--- Start ---

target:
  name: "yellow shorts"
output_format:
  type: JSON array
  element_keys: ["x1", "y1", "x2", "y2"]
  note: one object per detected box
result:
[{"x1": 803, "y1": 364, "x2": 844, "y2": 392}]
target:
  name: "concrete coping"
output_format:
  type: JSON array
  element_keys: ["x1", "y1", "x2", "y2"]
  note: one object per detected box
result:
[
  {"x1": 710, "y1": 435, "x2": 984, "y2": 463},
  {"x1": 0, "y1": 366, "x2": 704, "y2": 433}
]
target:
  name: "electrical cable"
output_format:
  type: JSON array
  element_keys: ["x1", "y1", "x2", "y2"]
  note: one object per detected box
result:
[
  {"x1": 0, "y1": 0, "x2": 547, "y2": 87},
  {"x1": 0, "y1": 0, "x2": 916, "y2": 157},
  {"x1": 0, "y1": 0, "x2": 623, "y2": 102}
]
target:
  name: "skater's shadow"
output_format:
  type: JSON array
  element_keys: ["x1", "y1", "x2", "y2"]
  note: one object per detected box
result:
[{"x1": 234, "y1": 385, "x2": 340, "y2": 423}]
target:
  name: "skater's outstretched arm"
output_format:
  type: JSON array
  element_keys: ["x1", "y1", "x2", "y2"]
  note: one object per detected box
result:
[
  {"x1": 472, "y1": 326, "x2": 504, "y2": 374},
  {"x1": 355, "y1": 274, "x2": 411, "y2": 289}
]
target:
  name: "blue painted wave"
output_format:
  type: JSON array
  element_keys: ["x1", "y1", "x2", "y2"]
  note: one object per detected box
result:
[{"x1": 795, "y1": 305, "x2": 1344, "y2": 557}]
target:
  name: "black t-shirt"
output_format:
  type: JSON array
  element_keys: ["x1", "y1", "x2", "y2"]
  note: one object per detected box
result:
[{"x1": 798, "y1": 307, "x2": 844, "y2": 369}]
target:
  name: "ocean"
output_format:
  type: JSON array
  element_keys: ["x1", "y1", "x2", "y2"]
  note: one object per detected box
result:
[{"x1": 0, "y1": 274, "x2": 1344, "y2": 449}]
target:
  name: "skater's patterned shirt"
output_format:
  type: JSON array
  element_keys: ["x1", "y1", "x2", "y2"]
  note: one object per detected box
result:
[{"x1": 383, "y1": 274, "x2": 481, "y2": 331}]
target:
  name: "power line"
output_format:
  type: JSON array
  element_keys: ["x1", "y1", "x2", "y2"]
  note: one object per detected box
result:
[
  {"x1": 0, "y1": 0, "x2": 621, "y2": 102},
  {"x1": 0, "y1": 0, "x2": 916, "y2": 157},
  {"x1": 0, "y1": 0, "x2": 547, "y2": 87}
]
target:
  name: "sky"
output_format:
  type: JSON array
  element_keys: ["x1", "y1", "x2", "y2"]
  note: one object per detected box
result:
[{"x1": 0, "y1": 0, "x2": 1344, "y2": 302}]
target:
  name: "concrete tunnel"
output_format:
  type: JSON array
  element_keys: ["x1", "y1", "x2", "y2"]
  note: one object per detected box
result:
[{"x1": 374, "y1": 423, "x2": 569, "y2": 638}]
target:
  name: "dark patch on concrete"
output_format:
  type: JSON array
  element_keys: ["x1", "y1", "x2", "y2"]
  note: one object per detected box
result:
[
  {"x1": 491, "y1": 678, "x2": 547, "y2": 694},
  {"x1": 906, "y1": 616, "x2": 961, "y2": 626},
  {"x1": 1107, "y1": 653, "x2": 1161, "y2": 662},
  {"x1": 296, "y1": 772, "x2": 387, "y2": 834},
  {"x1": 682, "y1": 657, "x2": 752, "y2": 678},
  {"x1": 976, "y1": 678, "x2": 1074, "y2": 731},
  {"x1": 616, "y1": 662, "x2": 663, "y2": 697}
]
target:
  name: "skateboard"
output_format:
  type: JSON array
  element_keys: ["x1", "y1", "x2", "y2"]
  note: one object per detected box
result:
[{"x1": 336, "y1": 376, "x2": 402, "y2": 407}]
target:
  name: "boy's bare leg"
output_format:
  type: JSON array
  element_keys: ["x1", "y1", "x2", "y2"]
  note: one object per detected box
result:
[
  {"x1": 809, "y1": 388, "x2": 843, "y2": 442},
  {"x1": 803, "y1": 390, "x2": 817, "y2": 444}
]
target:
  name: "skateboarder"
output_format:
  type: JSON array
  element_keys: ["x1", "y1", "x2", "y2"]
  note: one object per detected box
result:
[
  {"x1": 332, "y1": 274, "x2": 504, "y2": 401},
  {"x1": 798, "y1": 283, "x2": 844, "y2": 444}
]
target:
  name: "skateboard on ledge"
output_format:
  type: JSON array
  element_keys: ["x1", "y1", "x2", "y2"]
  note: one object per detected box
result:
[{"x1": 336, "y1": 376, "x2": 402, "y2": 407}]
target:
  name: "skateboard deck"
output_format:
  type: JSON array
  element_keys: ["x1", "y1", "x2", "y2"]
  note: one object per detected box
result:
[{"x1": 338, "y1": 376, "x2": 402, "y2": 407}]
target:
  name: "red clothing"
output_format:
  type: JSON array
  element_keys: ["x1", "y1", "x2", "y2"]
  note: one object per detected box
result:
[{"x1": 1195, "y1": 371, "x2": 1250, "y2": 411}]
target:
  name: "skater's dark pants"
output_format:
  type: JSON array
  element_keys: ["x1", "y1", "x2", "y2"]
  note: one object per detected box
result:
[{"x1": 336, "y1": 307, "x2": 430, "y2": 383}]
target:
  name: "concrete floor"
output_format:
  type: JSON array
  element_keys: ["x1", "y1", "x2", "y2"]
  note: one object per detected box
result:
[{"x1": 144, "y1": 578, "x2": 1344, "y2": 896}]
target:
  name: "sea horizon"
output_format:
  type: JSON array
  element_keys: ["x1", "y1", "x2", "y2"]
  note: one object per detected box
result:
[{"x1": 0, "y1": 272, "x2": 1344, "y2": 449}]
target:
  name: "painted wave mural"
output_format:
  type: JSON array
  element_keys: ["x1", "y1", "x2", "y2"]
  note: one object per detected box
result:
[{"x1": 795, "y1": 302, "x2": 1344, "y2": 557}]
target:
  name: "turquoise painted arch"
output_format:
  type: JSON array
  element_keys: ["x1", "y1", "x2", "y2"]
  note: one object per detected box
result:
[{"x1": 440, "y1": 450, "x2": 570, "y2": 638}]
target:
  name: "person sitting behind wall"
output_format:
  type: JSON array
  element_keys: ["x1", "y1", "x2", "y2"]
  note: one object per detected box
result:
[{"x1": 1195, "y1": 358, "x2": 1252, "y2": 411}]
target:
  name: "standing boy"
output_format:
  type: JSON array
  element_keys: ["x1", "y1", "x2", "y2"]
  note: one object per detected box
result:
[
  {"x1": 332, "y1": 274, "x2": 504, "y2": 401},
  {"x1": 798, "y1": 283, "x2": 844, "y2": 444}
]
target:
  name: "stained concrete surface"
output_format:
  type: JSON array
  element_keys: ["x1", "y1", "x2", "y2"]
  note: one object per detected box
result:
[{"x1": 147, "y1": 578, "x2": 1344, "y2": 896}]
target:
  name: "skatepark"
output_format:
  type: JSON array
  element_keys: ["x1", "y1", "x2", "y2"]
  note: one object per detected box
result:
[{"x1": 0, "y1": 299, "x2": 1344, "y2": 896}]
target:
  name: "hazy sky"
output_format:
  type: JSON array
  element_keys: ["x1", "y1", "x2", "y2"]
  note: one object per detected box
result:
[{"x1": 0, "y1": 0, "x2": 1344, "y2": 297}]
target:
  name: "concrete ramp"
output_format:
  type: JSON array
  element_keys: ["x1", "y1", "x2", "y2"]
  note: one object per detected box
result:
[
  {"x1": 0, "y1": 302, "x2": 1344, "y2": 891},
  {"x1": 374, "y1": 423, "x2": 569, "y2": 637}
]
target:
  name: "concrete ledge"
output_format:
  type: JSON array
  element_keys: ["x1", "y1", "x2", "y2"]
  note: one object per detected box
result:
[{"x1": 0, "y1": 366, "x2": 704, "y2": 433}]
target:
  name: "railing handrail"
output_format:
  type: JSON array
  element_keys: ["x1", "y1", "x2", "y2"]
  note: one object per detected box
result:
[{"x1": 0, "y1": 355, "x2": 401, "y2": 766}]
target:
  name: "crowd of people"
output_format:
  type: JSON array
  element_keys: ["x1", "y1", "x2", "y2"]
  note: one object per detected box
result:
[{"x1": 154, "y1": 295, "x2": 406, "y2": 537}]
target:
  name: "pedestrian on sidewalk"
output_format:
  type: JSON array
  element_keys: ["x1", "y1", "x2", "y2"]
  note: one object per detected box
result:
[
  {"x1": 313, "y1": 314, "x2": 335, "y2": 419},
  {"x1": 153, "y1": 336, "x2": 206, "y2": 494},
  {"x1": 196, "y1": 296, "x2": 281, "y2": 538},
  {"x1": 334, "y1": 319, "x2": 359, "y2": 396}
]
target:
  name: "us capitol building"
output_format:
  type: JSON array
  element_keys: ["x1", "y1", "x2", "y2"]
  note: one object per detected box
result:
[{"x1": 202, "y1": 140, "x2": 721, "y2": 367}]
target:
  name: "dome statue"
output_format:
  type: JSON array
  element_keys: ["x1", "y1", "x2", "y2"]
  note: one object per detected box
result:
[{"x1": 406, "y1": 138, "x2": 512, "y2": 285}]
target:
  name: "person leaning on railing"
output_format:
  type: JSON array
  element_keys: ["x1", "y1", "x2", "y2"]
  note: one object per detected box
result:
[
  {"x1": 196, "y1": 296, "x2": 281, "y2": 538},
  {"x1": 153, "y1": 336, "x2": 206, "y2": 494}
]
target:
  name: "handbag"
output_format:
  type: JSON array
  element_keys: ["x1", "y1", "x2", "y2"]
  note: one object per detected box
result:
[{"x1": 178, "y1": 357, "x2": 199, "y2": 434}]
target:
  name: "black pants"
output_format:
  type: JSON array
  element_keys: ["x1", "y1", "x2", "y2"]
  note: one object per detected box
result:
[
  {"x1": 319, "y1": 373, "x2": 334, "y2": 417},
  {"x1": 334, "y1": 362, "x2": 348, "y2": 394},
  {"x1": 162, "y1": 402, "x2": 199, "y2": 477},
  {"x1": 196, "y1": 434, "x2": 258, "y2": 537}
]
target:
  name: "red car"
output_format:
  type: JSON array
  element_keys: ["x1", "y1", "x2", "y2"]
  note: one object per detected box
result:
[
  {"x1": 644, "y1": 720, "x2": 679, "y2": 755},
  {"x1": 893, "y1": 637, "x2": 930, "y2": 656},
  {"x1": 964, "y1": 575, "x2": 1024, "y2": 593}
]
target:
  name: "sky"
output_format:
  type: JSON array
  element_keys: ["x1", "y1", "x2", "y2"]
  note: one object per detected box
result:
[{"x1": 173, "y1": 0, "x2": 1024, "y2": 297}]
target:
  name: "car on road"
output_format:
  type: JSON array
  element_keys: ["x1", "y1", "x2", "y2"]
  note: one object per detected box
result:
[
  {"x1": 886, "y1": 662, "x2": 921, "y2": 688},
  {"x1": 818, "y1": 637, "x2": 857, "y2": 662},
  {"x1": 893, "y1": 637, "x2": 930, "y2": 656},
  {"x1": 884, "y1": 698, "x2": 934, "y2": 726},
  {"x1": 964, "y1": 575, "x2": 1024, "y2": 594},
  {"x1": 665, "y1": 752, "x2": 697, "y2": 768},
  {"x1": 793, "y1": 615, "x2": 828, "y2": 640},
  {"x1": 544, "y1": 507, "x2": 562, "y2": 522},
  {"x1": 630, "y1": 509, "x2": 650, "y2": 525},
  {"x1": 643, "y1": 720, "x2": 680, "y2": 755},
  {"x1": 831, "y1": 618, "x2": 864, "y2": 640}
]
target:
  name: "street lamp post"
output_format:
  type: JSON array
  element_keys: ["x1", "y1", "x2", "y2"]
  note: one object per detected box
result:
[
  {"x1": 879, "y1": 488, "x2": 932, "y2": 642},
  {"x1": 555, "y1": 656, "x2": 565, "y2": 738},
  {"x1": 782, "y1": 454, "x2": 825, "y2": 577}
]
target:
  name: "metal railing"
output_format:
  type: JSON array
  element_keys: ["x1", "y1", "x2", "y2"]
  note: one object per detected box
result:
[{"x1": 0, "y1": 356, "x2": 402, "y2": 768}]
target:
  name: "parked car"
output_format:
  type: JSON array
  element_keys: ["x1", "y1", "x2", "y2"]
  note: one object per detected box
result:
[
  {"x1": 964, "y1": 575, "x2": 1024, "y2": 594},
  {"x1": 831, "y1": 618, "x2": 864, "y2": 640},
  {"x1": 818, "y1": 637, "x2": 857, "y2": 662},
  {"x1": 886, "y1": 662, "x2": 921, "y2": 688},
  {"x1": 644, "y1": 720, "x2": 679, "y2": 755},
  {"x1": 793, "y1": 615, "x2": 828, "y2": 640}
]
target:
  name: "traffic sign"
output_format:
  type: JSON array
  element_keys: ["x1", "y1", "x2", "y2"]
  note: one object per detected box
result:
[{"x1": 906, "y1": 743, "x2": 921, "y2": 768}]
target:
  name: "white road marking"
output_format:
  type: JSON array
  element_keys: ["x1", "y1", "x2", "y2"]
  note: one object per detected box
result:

--- End ---

_DIRECTIONS_
Pull out each line of the material above that contains the string "railing". Matches are case-sensitive.

_EXERCISE SOLUTION_
  name: "railing handrail"
  name: "person leaning on railing"
  name: "metal railing"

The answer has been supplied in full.